- ASSIGNMENT -
Within the records below, reproduce without change the lines from the line that has "Target: nose" through the line that has "the dark blurred", and only those.

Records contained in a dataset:

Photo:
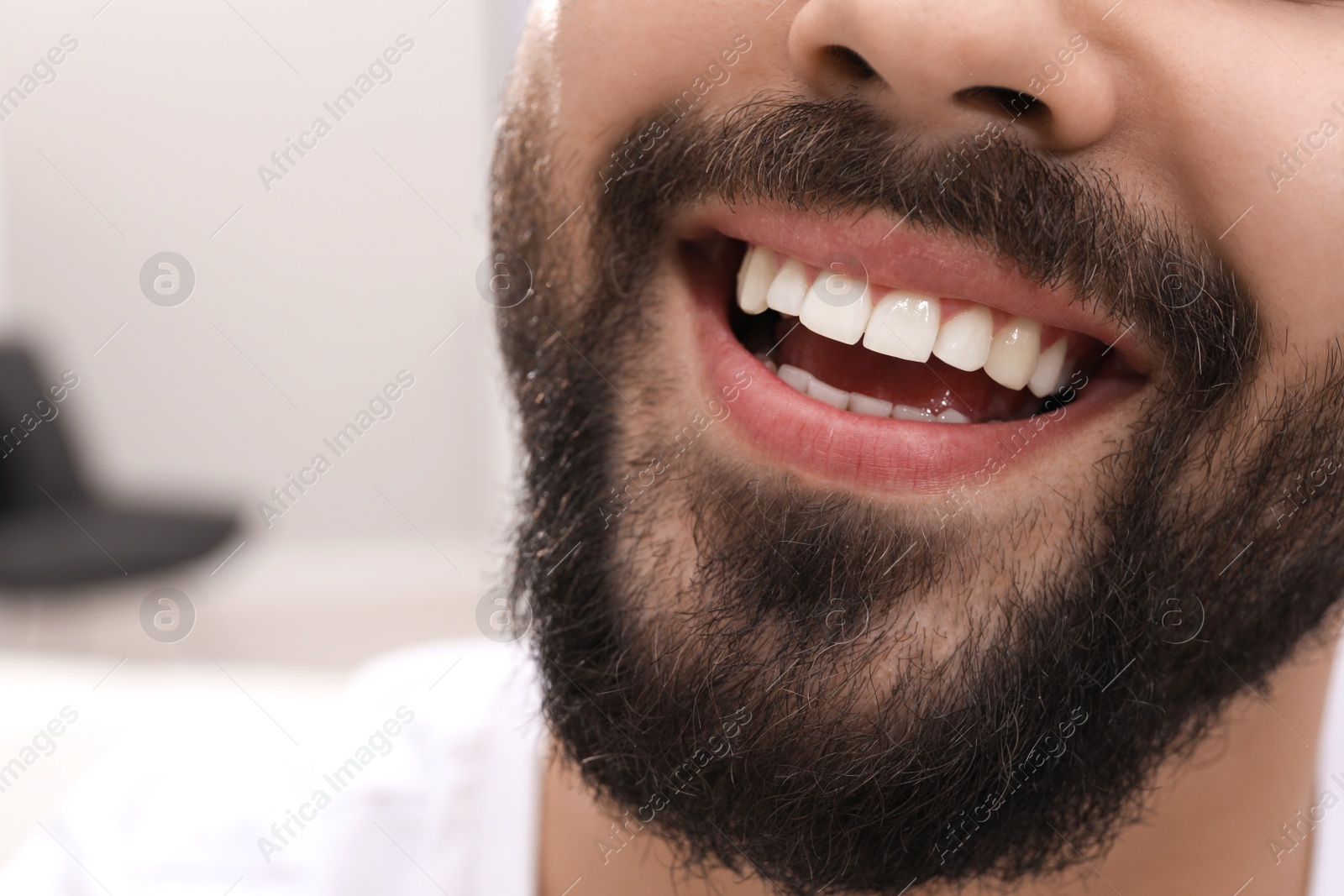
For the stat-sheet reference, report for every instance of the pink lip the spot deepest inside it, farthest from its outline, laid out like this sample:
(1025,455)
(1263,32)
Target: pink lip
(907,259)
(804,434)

--

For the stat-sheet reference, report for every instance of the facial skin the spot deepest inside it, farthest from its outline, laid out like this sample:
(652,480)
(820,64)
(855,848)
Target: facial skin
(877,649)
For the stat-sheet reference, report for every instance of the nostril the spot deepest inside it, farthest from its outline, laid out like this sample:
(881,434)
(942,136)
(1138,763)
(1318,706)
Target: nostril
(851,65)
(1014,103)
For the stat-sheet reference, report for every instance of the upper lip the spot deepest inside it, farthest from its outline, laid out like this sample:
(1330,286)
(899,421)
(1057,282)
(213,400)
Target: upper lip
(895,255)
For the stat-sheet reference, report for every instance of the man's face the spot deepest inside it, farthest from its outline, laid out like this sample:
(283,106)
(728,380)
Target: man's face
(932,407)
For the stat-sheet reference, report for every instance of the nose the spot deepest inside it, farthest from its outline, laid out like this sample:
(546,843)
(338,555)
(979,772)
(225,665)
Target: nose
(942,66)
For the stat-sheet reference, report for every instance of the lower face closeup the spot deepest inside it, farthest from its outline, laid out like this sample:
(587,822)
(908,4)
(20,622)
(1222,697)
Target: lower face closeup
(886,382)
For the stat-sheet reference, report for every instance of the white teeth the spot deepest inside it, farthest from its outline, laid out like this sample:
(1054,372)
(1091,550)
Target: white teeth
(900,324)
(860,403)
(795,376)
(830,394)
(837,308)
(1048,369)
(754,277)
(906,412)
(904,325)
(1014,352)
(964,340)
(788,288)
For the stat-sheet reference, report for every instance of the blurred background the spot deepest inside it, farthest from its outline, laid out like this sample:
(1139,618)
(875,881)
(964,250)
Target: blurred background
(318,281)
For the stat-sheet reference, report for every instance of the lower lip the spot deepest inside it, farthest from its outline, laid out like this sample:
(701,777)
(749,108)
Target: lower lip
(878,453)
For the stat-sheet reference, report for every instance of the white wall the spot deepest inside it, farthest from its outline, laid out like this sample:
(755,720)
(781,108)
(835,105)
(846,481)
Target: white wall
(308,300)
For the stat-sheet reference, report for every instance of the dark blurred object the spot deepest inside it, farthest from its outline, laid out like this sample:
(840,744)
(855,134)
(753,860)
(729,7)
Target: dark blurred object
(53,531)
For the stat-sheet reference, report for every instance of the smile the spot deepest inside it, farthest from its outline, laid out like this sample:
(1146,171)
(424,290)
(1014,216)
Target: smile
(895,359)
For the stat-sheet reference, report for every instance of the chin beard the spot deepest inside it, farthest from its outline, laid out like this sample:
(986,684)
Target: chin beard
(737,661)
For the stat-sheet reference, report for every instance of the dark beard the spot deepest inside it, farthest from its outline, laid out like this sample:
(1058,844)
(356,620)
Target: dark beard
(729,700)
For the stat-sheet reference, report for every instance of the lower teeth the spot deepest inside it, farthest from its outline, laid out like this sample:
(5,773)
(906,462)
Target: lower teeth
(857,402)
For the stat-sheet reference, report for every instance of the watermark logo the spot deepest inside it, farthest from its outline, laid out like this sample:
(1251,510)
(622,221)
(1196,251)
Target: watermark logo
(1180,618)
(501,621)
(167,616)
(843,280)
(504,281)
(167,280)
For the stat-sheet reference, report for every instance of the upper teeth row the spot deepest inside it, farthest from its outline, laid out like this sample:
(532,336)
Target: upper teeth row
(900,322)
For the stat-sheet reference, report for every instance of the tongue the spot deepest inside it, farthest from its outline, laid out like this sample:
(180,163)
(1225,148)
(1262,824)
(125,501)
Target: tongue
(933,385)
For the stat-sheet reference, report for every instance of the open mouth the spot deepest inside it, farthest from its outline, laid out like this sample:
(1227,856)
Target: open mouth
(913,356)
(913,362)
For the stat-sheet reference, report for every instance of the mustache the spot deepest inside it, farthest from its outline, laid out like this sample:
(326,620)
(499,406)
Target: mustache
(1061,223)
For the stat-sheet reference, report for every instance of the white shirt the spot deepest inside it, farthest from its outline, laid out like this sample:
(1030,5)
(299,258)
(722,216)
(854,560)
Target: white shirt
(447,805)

- WRITTEN RESPONSE -
Target: nose
(942,66)
For the stat-sheet reference, report for every instance of the lower face closeup the spot deepest inside it, farthest from its outline, laid out like this sample:
(587,822)
(908,4)
(20,622)
(1222,697)
Target: lower face closeup
(886,382)
For the stat-sheet reference, report for every instance of the white teeth the spot deepest inside it, farthest from its outline, laid out like this sample:
(1054,372)
(1091,550)
Target: white teeth
(900,324)
(860,403)
(795,376)
(830,394)
(837,308)
(1048,369)
(754,277)
(906,412)
(904,325)
(1014,352)
(964,340)
(788,288)
For the stat-sheet reference, report for every instance of the blurred background the spot deepest inside it, farthest from its outline, laid out like this sample:
(1139,618)
(875,881)
(964,250)
Target: blurred background
(318,281)
For the stat-sheet reference, report for every instance of the lower lip the spot deepest inside it, farthest from its outline, laid out like this sample:
(701,777)
(749,108)
Target: lower lip
(878,453)
For the stat-sheet reference, report for every instance of the white wall the spot deepest inside it, farthest from its outline, laid out like this sample:
(755,720)
(781,108)
(835,105)
(846,481)
Target: white wall
(308,300)
For the stat-sheet reference, report for every instance of the dark blurred object the spot deepest inside it, farthest from its outline, laid out like this sample:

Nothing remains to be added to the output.